■ Trecho de origem:

03 – É possível inferir do texto três reações da mãe no momento em que a
menina faz a revelação sobre o beijo. Relacione as reações aos trechos
transcritos abaixo.
a) Negação; b) Espanto; c) Dissimulação de sentimento.
I – “-- Nossa, estou louca, LOUCA para saber esses detalhes, minha
filha, você não faz ideia – menti descaradamente. – Só espera um minuto que
mamãe vai pegar um copo d’água.”
Dissimulação
de sentimento.
II – “-- O quê? Suas amigas já estão beijando? Não me diga, Maria de
Lourdes. Aposto que foi essa tal de Alice, sempre achei essa menina muito
saidinha.”
Negação.
III – “Hãããããããã!? Muita calma nessa hora! Tentei agir naturalmente.
-- Você? Olha só,
filha... você beijou... que bom... – reagi, sem um pingo de animação com o
assunto, admito.”
Espanto.
04 – No momento em que faz a revelação sobre o beijo, a personagem Maria
de Lourdes age naturalmente ou se mostra constrangida diante do assunto o qual
conversava com a mãe? Justifique.

■ Tarefas:
[1] No exercício, o que a mãe diz que vai pegar antes de ouvir os detalhes da filha?
[2] Reescreva o exercício entre "-- Você? Olha" e "a mãe? Justifique.", inclusive, trocando "animação" por "entusiasmo".
A listagem não tem nenhuma relação com este trabalho.

■ Dados fornecidos:
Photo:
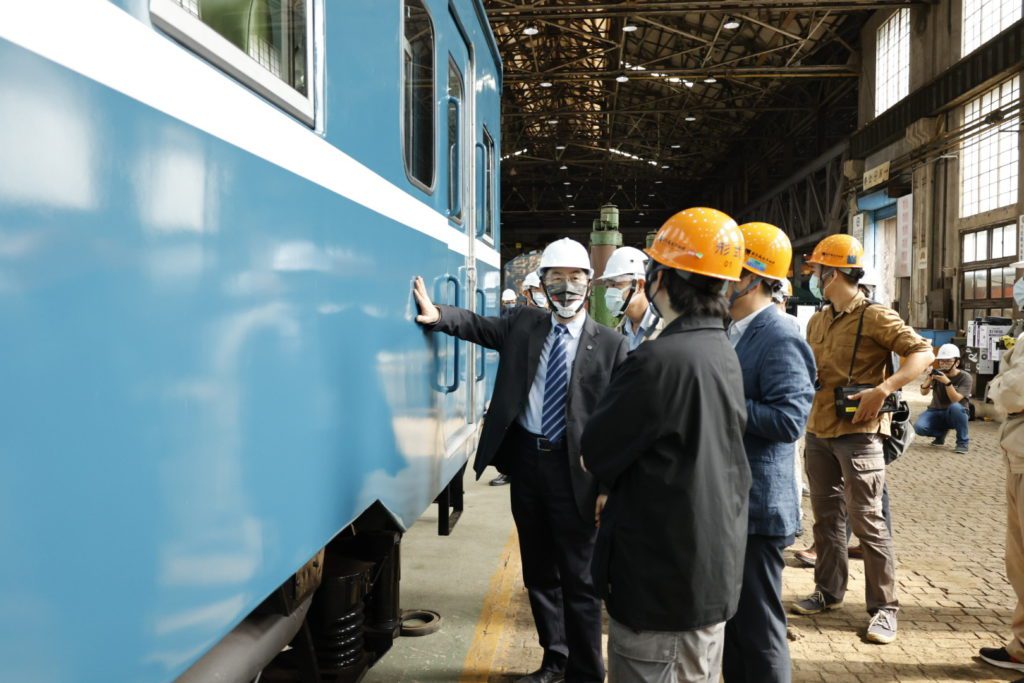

■ Respostas:
[1] Um copo d’água.

[2]
-- Você? Olha só,
filha... você beijou... que bom... – reagi, sem um pingo de entusiasmo com o
assunto, admito.”
Espanto.
04 – No momento em que faz a revelação sobre o beijo, a personagem Maria
de Lourdes age naturalmente ou se mostra constrangida diante do assunto o qual
conversava com a mãe? Justifique.